There are several motivating factors driving thin-wall design. Material (and thus cost) savings is certainly one; lightweighting to benefit the consumer is another, and being able to fit more functional components into the same space can be a competitive edge. At the same time, thin walls also lead to faster moulding cycles, thus economizing in production costs.

Thin-wall technology means designing components so that they fulfill their function reliably, but use up no more material than is absolutely necessary. This is where the technological limits of conventional materials and moulding processes are reached. To produce thin-walled parts reliably at an acceptable cost, special attention must be paid to the design of the moulding and mould and to the injection moulding process.

At what point will the increased design costs and the higher mould costs often associated with this technology pay off? Even a few years ago, component design could be optimized empirically only through cost-intensive, time-consuming prototype construction or expensive arithmetical operations based on a high degree of experience. Now, sophisticated and reliable CAE programs, which provide highly accurate predictions, are available for these tasks.

.....

_Goal 1_
In the thin-wall design text, change "CAE programs" to "simulation programs" and write out the part that starts with the words "At what point" and ends with "for these tasks.".
_Goal 2_
Continue the text on thin-wall moulding design from the point where it stops.
The listing has nothing to do with any of the tasks.

Excerpts of labeled region data
.....

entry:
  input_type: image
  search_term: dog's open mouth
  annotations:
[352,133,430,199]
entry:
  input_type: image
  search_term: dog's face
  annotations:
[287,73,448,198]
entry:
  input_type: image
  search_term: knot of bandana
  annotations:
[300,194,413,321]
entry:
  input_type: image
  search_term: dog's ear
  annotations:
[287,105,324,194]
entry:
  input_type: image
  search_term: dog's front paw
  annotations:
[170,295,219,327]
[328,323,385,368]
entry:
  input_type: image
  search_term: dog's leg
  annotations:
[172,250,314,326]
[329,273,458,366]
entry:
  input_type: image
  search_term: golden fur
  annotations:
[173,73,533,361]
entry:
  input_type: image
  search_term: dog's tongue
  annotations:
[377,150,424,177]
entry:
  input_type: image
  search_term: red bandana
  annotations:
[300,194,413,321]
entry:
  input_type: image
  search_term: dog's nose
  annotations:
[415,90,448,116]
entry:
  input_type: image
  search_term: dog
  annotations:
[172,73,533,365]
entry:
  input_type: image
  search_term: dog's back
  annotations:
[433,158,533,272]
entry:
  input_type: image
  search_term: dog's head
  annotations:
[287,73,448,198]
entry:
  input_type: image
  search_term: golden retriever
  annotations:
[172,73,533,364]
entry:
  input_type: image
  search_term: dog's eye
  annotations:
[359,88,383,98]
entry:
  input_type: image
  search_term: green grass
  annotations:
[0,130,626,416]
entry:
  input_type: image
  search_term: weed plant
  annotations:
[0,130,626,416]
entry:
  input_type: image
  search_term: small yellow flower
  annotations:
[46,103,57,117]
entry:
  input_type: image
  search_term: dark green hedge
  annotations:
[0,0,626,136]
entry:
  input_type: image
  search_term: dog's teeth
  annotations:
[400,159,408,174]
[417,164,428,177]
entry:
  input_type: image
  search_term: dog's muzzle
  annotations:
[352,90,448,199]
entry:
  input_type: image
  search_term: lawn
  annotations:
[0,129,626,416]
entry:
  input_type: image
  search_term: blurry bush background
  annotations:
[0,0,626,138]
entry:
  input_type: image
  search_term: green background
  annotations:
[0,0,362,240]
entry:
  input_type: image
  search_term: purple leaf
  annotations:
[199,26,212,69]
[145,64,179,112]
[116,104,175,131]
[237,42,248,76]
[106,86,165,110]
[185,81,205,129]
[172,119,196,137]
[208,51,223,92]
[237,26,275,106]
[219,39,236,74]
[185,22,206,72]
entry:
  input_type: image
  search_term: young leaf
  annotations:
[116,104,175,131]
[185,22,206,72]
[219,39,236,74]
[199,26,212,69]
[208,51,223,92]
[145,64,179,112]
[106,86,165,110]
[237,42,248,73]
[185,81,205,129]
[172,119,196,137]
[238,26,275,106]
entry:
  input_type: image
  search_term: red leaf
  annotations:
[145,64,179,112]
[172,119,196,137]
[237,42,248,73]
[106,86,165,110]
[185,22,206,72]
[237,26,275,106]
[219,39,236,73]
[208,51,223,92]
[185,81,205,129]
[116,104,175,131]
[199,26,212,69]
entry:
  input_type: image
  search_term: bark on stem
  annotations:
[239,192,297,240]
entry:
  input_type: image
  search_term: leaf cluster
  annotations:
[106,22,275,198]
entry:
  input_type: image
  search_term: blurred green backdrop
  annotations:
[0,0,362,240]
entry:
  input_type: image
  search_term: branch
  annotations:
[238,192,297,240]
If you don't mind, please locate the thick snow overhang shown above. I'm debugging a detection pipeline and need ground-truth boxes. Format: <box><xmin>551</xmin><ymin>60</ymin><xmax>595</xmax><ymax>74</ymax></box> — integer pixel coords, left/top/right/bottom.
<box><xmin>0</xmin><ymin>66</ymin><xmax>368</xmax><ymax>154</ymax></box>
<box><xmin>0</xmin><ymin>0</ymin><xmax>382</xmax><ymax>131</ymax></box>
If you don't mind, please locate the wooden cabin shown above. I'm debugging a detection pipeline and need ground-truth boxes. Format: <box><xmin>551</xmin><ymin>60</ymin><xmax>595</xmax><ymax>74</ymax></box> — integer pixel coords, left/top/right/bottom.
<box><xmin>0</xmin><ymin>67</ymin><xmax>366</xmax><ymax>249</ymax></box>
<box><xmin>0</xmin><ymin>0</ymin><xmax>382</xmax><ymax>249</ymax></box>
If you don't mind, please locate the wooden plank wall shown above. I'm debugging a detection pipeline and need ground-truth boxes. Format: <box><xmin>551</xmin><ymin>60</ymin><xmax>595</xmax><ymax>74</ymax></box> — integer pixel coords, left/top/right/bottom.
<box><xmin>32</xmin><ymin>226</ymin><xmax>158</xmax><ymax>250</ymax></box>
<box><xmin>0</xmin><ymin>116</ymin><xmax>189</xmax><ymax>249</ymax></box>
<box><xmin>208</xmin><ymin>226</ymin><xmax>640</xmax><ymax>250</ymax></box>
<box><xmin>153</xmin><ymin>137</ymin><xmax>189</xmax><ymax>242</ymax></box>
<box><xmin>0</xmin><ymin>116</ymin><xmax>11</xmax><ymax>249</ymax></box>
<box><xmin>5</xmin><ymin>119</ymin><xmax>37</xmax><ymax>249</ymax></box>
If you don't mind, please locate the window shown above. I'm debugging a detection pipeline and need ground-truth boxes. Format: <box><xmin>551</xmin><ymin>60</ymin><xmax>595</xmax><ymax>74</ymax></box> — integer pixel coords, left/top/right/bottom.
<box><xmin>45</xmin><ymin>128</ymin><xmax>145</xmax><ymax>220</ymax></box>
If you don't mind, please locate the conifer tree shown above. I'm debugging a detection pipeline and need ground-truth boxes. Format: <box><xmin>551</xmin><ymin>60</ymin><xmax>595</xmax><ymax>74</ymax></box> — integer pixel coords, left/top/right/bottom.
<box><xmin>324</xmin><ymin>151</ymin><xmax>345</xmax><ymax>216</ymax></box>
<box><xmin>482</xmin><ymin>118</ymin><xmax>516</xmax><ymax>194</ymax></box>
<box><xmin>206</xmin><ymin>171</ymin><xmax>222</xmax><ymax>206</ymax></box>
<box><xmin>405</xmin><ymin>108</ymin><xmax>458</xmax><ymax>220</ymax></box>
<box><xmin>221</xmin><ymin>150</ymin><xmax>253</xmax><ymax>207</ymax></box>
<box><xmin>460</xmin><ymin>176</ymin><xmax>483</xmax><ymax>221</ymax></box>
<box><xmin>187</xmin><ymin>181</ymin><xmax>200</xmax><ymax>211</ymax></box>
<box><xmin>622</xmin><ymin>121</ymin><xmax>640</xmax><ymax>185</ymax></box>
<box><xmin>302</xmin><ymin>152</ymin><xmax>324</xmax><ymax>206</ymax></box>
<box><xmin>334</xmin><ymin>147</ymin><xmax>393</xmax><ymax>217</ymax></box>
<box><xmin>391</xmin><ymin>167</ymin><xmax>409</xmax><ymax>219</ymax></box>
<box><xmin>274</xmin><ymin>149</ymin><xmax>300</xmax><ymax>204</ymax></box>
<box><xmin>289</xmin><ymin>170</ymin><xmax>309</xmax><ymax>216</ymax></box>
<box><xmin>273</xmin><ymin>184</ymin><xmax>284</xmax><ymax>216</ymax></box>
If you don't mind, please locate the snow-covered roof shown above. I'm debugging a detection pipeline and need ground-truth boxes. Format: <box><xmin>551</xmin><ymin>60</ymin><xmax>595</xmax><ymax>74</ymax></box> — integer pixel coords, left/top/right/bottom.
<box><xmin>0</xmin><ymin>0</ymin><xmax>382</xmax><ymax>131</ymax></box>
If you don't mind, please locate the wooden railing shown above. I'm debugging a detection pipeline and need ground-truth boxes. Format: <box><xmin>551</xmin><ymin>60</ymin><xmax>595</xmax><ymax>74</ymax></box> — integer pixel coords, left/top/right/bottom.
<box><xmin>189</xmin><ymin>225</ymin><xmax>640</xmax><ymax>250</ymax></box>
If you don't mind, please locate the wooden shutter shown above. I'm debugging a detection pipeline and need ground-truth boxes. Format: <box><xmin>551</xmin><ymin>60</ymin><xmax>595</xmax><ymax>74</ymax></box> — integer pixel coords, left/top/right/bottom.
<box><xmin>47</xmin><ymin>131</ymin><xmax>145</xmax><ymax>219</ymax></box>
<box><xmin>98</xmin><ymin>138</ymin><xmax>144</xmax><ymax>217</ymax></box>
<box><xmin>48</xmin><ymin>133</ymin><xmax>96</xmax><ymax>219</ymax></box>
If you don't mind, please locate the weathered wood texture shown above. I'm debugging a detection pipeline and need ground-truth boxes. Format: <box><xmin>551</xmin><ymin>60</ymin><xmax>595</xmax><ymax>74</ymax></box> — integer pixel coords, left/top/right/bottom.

.....

_Reply 1_
At what point will the increased design costs and the higher mould costs often associated with this technology pay off? Even a few years ago, component design could be optimized empirically only through cost-intensive, time-consuming prototype construction or expensive arithmetical operations based on a high degree of experience. Now, sophisticated and reliable simulation programs, which provide highly accurate predictions, are available for these tasks.

_Reply 2_
Bayer, a supplier of engineering plastics, offers a technical service for optimizing component design that looks specifically at the criteria for thin-wall technology. The property profile of the intended materials is considered, and not merely for cost reduction. If thin-wall technology increases the utility of a component, the per-kilogram costs recede into the background.

The mobile telephone industry owes its rapid success to miniaturization of the telephone itself. As the components undergo miniaturization and weight reduction, it is also necessary to design housings that are smaller and more lightweight. Here then, thin-wall technology not only reduces the weight of an article, but also provides more space for electronic components within the same article size. As the technology allows moulders to produce housing parts for mobile telephones with wall thicknesses of .8 mm, some 17 cm3 of extra assembly space are gained within the same outer dimensions as earlier designs with conventional wall thicknesses. Additional benefits include a 30 percent weight savings over housing parts of conventional design and 10-second faster cycles.

These mini-telephones are exposed to shock loads at different temperatures, dust, and moisture. The most important task of the plastics housing is to protect the electronic components from these effects of the service environment. This, in turn, means that exceptional requirements are specified for the properties of the housing materials.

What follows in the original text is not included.